• [AIM A] According to the IN operator lesson, what does the IN operator check?
• [AIM B] Pull out every line of the records that contains the word "turtle".

• [DOCUMENT EXCERPT]
Skip to main content

IN Operator

Learning Focus

Use this lesson to understand IN Operator with practical syntax and examples.

Concept Overview

The IN operator checks whether a value matches any value in a set. It is a readable alternative to chaining many OR conditions.

For example, these are equivalent:

-- Many ORs
WHERE status = 'queued' OR status = 'processing' OR status = 'failed'

-- IN list
WHERE status IN ('queued', 'processing', 'failed')

Why is it important?

  • Readability: makes filters easier to review and maintain
  • Correctness: reduces mistakes compared to many repeated ORs
  • Flexibility: supports both static lists and subqueries
  • Safety: encourages explicit set membership instead of ad-hoc string matching

Where does it fit?

IN is commonly used in WHERE, and sometimes in JOIN ... ON or HAVING. PostgreSQL also provides set-membership alternatives like = ANY(array) and correlated subqueries with EXISTS.

• [INFORMATION PROVIDED]
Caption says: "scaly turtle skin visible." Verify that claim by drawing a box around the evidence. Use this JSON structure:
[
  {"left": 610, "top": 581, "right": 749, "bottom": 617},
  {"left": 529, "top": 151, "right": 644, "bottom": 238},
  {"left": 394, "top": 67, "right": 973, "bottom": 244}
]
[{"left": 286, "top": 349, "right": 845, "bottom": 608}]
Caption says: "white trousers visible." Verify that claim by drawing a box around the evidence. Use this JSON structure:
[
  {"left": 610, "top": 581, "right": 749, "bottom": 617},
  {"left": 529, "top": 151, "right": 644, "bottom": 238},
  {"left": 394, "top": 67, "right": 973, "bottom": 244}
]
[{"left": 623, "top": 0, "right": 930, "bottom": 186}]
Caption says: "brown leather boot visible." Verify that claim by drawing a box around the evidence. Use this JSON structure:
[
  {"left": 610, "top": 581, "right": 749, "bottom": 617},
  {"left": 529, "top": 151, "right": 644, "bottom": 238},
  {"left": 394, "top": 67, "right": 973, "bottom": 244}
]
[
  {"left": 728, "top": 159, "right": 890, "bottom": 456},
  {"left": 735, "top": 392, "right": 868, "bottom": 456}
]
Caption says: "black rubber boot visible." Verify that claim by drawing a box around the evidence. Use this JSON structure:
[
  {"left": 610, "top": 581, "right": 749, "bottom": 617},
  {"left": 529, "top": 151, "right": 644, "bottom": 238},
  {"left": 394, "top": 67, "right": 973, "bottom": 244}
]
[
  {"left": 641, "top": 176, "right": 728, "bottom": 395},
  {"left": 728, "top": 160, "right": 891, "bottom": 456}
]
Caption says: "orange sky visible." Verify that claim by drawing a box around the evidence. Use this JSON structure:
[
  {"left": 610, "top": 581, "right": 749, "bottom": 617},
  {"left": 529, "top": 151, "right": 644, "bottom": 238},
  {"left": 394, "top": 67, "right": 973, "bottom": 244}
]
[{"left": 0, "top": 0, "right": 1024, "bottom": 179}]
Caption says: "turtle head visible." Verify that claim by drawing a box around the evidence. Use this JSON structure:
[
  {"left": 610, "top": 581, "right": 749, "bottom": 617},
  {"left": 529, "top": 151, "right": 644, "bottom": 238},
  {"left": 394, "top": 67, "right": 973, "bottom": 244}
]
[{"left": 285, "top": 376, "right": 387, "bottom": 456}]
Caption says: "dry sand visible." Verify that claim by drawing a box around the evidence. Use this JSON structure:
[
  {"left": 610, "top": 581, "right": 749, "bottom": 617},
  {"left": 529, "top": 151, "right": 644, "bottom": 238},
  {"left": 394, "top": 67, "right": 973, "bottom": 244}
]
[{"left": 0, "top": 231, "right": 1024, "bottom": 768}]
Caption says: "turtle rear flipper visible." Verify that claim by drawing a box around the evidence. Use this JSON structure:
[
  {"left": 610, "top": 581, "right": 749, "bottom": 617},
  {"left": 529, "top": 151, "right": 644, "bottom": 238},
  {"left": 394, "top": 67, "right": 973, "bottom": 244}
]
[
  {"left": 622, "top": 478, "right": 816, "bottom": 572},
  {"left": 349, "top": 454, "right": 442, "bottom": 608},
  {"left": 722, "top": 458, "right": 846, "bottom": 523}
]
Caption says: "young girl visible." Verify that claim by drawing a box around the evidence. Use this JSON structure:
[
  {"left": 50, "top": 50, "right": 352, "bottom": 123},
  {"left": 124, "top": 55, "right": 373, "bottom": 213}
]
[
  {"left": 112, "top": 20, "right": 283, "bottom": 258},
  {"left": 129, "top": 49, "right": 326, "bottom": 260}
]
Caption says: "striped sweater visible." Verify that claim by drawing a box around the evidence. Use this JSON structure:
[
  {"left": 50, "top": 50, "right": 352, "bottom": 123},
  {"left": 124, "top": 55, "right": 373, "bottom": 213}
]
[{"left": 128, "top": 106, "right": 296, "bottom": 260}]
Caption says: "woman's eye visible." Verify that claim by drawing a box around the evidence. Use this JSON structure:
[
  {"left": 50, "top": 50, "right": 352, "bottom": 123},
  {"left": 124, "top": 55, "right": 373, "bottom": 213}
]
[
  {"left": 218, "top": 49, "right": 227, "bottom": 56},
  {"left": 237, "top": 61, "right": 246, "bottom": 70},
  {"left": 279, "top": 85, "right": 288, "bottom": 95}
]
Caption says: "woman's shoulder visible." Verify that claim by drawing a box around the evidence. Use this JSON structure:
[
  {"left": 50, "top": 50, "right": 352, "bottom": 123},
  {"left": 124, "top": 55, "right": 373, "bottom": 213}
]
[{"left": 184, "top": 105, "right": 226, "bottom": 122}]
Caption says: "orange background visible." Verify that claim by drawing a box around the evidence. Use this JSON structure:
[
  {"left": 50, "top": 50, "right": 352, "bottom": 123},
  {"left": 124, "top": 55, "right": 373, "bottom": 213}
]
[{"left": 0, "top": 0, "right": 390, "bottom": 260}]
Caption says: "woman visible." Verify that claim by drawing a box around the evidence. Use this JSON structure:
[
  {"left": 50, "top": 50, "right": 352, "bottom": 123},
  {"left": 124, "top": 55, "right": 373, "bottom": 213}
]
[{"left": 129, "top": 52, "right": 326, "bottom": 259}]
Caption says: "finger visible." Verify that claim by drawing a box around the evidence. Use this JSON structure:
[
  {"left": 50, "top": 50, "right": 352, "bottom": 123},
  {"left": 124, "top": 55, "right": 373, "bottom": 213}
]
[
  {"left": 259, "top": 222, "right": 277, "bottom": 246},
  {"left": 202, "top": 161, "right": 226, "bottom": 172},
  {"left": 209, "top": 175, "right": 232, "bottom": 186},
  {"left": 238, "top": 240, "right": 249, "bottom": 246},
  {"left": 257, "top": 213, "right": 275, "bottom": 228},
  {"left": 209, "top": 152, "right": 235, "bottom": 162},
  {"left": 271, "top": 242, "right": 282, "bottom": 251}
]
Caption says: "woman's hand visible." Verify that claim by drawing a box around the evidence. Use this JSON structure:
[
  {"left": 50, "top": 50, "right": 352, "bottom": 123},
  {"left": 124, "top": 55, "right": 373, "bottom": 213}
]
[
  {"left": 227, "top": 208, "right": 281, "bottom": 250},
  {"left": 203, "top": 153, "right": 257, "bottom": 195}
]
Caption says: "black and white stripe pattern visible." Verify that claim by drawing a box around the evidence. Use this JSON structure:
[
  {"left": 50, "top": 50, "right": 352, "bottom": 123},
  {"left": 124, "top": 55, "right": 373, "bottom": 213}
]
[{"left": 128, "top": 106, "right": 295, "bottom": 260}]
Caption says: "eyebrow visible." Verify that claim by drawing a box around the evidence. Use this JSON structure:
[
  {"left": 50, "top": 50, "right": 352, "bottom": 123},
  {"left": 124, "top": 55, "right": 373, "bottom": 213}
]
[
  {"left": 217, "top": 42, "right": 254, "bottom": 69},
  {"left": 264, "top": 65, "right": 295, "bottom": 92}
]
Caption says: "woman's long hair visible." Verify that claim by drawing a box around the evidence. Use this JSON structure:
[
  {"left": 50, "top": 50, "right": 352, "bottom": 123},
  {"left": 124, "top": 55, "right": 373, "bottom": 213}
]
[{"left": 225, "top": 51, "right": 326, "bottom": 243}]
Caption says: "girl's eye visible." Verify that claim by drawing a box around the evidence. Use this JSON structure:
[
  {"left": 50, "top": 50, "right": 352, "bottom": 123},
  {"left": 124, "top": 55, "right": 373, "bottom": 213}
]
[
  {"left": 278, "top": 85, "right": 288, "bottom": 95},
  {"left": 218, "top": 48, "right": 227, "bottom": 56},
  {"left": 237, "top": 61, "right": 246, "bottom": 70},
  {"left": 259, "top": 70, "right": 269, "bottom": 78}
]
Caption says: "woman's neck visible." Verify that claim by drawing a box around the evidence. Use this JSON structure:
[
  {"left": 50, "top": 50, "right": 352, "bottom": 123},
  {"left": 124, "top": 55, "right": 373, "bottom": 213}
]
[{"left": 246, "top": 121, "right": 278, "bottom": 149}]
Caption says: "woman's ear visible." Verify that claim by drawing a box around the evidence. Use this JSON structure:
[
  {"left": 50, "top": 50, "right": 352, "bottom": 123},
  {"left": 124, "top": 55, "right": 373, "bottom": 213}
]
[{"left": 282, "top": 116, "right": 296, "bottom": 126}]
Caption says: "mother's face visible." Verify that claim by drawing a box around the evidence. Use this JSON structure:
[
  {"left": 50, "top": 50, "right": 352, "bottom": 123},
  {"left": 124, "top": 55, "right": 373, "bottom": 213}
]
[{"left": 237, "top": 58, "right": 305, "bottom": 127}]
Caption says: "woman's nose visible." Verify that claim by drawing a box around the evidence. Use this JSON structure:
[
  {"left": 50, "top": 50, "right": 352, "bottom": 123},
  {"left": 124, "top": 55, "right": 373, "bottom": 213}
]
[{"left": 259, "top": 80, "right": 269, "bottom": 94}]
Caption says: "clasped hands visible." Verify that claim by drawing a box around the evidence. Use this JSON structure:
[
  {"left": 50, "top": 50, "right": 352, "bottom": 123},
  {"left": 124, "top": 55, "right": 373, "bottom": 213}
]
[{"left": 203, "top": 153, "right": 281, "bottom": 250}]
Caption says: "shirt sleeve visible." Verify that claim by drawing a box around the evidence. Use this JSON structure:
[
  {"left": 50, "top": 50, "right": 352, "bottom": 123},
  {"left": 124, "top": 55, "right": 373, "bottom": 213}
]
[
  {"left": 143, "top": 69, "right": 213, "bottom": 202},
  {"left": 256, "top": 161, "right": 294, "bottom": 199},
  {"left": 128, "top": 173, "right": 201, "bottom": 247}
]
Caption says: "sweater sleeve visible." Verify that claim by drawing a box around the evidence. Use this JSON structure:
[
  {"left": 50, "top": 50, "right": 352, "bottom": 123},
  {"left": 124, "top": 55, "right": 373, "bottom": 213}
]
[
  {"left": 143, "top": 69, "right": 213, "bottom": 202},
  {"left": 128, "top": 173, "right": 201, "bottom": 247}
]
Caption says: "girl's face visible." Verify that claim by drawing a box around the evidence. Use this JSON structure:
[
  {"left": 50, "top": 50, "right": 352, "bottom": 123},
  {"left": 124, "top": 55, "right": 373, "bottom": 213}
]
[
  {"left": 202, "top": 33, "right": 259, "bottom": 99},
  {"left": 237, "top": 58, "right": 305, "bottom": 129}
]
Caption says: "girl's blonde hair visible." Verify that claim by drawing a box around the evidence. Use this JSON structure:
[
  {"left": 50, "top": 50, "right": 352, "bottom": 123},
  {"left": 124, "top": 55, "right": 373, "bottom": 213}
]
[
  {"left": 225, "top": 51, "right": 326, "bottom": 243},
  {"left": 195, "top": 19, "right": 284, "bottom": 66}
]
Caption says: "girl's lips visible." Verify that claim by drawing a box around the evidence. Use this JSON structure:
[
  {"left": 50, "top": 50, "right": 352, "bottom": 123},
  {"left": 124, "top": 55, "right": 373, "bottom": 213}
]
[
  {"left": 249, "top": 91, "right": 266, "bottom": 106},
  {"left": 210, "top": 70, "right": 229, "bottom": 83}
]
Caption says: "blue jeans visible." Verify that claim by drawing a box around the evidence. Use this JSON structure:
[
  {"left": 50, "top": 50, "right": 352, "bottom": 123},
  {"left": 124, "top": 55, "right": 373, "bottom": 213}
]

• [COMPLETE RESPONSE A] It checks whether a value matches any value in a set.

• [COMPLETE RESPONSE B]
Caption says: "scaly turtle skin visible." Verify that claim by drawing a box around the evidence. Use this JSON structure:
Caption says: "turtle head visible." Verify that claim by drawing a box around the evidence. Use this JSON structure:
Caption says: "turtle rear flipper visible." Verify that claim by drawing a box around the evidence. Use this JSON structure:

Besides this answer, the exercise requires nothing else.